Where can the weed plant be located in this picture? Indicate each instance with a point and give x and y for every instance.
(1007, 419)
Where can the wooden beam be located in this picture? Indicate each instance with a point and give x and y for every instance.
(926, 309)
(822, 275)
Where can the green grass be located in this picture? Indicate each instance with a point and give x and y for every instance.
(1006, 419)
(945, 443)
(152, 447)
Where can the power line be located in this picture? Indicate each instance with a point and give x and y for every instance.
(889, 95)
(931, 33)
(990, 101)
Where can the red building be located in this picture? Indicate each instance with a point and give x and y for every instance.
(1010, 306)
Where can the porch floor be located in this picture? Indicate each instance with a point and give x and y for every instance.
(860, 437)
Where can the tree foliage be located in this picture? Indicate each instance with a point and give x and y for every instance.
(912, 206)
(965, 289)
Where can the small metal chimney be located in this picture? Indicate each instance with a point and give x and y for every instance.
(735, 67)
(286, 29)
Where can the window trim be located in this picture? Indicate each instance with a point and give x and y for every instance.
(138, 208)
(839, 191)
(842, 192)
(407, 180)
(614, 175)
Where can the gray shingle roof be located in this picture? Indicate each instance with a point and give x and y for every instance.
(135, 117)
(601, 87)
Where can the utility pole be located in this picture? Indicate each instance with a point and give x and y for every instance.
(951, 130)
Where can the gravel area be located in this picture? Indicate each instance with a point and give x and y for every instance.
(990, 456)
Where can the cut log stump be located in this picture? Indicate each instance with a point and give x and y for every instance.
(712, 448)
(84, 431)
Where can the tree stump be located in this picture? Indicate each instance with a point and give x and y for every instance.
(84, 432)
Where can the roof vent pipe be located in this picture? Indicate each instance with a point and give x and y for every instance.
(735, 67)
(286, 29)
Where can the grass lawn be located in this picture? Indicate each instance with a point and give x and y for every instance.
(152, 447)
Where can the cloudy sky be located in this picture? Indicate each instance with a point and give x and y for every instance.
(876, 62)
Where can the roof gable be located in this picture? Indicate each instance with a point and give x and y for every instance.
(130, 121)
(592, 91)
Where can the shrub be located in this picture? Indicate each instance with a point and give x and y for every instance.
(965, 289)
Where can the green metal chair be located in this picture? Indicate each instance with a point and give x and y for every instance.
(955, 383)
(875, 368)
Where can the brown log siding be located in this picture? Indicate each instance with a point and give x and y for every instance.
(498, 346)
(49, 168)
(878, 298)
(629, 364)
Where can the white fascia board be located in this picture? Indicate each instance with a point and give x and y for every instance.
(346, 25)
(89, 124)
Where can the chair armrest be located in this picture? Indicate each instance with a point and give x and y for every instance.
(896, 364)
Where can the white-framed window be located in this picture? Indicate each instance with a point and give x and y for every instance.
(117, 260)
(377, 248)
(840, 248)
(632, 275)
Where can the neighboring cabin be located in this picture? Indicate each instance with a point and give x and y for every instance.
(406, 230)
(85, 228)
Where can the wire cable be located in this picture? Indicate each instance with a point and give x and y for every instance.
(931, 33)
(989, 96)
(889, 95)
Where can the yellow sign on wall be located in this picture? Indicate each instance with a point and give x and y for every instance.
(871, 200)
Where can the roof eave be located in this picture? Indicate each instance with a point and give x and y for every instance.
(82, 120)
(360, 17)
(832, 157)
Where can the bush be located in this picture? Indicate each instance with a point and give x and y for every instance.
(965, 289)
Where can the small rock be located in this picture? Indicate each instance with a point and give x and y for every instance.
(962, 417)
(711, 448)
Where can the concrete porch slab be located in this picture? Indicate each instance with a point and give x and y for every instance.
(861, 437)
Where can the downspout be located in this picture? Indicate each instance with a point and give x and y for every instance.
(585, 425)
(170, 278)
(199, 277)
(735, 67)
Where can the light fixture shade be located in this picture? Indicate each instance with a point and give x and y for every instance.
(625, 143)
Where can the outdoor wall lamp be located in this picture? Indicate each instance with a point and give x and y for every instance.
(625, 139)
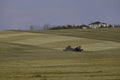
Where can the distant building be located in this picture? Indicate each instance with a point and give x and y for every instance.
(97, 25)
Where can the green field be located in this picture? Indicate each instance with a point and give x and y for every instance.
(39, 55)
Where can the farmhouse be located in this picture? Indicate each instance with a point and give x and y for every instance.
(97, 25)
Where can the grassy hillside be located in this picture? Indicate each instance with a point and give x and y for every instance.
(39, 55)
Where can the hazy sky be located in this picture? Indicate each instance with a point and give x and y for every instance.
(20, 14)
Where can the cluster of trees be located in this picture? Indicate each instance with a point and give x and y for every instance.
(68, 27)
(83, 26)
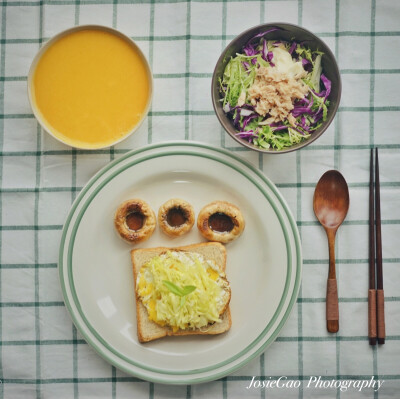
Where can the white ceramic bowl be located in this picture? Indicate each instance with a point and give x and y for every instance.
(43, 50)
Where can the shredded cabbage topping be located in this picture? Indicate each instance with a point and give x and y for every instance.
(241, 79)
(165, 280)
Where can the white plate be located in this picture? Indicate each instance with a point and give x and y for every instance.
(263, 265)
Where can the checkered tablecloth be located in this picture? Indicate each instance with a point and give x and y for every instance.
(42, 354)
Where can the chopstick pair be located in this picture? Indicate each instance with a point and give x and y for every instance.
(376, 299)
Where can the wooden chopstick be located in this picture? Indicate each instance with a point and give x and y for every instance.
(372, 323)
(380, 299)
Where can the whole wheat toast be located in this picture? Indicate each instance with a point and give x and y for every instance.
(147, 329)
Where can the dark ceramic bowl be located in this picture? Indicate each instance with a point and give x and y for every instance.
(286, 32)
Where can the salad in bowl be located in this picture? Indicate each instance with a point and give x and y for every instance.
(276, 90)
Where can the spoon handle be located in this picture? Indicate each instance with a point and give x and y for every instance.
(332, 303)
(332, 306)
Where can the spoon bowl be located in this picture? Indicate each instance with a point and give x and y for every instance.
(331, 203)
(331, 199)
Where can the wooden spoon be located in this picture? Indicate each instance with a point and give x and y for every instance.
(331, 203)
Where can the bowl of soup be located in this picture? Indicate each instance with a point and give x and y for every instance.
(90, 87)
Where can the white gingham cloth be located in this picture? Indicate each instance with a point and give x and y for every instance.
(42, 354)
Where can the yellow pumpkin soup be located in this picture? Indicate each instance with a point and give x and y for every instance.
(91, 88)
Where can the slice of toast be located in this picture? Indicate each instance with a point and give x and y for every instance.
(147, 329)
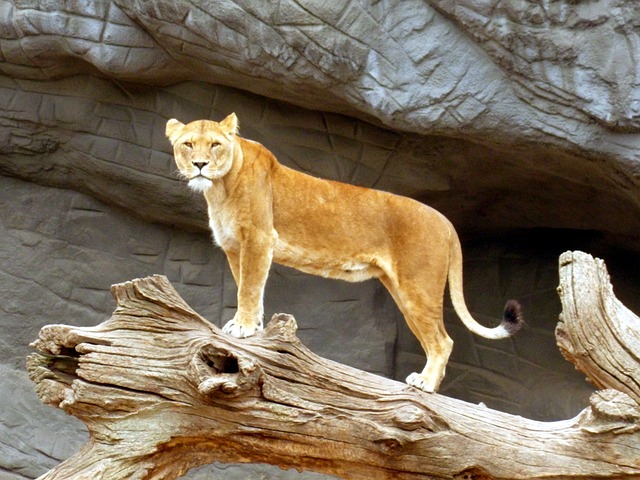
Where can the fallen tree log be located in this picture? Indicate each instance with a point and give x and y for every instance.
(161, 390)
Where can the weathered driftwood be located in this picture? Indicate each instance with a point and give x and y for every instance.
(161, 390)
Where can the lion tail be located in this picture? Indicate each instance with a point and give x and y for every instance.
(512, 319)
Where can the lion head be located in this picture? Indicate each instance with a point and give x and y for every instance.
(203, 149)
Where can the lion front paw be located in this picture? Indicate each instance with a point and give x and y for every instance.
(418, 381)
(240, 329)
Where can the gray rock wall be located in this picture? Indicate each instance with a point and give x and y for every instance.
(518, 120)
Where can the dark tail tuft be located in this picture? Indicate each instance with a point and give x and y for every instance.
(512, 318)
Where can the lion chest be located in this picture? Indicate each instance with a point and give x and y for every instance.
(225, 229)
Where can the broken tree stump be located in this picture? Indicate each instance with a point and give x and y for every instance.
(161, 390)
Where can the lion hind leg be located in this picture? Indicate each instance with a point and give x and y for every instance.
(424, 316)
(438, 346)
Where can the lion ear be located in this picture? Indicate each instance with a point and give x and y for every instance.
(173, 129)
(230, 124)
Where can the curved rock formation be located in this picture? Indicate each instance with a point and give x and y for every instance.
(545, 97)
(504, 115)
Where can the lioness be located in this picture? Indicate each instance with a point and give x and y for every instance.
(261, 211)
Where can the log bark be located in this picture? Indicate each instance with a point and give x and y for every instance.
(161, 390)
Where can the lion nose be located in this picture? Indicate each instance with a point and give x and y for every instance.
(200, 165)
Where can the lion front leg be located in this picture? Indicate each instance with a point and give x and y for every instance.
(251, 269)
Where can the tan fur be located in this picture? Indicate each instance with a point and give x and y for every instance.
(261, 211)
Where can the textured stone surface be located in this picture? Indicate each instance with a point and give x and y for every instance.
(518, 120)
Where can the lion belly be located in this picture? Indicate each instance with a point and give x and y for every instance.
(325, 264)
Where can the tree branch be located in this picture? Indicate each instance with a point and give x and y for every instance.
(161, 390)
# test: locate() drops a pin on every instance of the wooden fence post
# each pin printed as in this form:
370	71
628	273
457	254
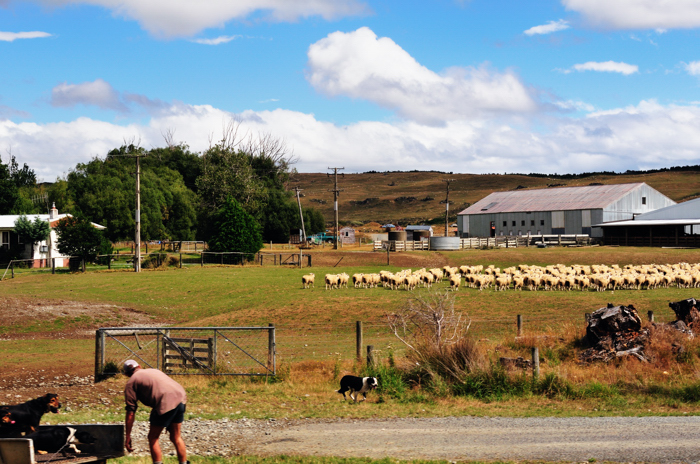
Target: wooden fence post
271	348
370	355
535	362
520	325
358	337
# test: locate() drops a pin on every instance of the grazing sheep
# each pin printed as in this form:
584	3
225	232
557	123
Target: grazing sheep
308	280
332	281
357	280
455	282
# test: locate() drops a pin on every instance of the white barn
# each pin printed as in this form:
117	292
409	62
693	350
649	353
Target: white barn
43	252
563	210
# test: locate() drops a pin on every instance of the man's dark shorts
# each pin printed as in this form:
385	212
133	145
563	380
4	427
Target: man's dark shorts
174	416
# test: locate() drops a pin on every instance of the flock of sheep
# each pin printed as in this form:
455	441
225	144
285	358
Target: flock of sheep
555	277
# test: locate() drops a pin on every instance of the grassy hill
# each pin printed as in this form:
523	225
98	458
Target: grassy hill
418	197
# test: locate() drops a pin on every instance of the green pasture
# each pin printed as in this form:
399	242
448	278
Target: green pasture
315	338
254	295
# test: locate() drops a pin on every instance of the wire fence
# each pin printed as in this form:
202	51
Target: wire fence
256	351
187	350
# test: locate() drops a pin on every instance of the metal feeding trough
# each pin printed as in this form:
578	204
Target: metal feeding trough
109	444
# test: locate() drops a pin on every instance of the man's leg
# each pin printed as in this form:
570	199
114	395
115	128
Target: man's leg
154	445
176	437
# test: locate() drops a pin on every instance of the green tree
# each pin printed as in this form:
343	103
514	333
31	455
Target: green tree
78	237
9	193
236	230
104	191
32	231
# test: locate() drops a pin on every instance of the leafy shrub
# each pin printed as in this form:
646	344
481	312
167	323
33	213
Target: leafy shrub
551	385
493	383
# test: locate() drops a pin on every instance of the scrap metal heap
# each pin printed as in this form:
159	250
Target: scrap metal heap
614	332
617	331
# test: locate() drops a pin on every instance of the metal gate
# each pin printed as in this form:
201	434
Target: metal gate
187	350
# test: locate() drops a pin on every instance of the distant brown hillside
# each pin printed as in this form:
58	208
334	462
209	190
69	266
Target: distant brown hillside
418	197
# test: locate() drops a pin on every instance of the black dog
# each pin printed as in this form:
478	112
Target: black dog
25	417
59	438
356	385
5	417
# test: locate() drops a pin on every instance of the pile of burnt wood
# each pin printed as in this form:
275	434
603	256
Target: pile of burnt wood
616	331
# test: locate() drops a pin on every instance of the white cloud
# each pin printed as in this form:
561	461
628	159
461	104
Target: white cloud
638	14
185	18
101	94
360	65
645	136
98	93
217	41
552	26
608	66
12	36
693	68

------------------------------------------------------------

▶ [What you need to do]: Take the line holding "Target: green tree" and all lines after it through the end of the data, and set them down exactly.

▶ [Answer to the exercise]:
Target: green tree
78	237
9	193
236	230
104	191
32	231
# test: locate() drops a pin on every instance of the leafy shrub
# each pin printed as in this form:
646	344
481	312
167	323
33	213
Target: leafy shrub
551	385
493	383
# test: locate() drops a pin on every instance of the scrap metal heap
# each pin printed as in this form:
159	250
Target: scrap metal heap
614	332
617	331
# test: locate() drops a pin on every instance of the metal gate
# each pin printed as in this form:
201	434
Target: metal gate
187	350
# test: locate() drops a pin on every instance of the distant brown hillside
# each pin printed as in this form:
58	208
334	462
209	190
69	266
Target: distant brown hillside
418	197
# test: locate() drops a pin on every instance of the black dog
# each pin printed as in this form:
478	112
Target: black dog
25	417
59	438
356	385
5	417
# test: locate() drops a pin on every instance of the pile of burnt wood
# each pin printed as in this form:
275	434
603	256
Target: pile of burnt wood
616	331
# test: locate() drops a pin on every instance of the white cloud
# each pin printed as in this form:
561	461
628	159
461	104
Target: white cloud
638	14
185	18
101	94
360	65
645	136
98	93
217	41
552	26
608	66
12	36
693	68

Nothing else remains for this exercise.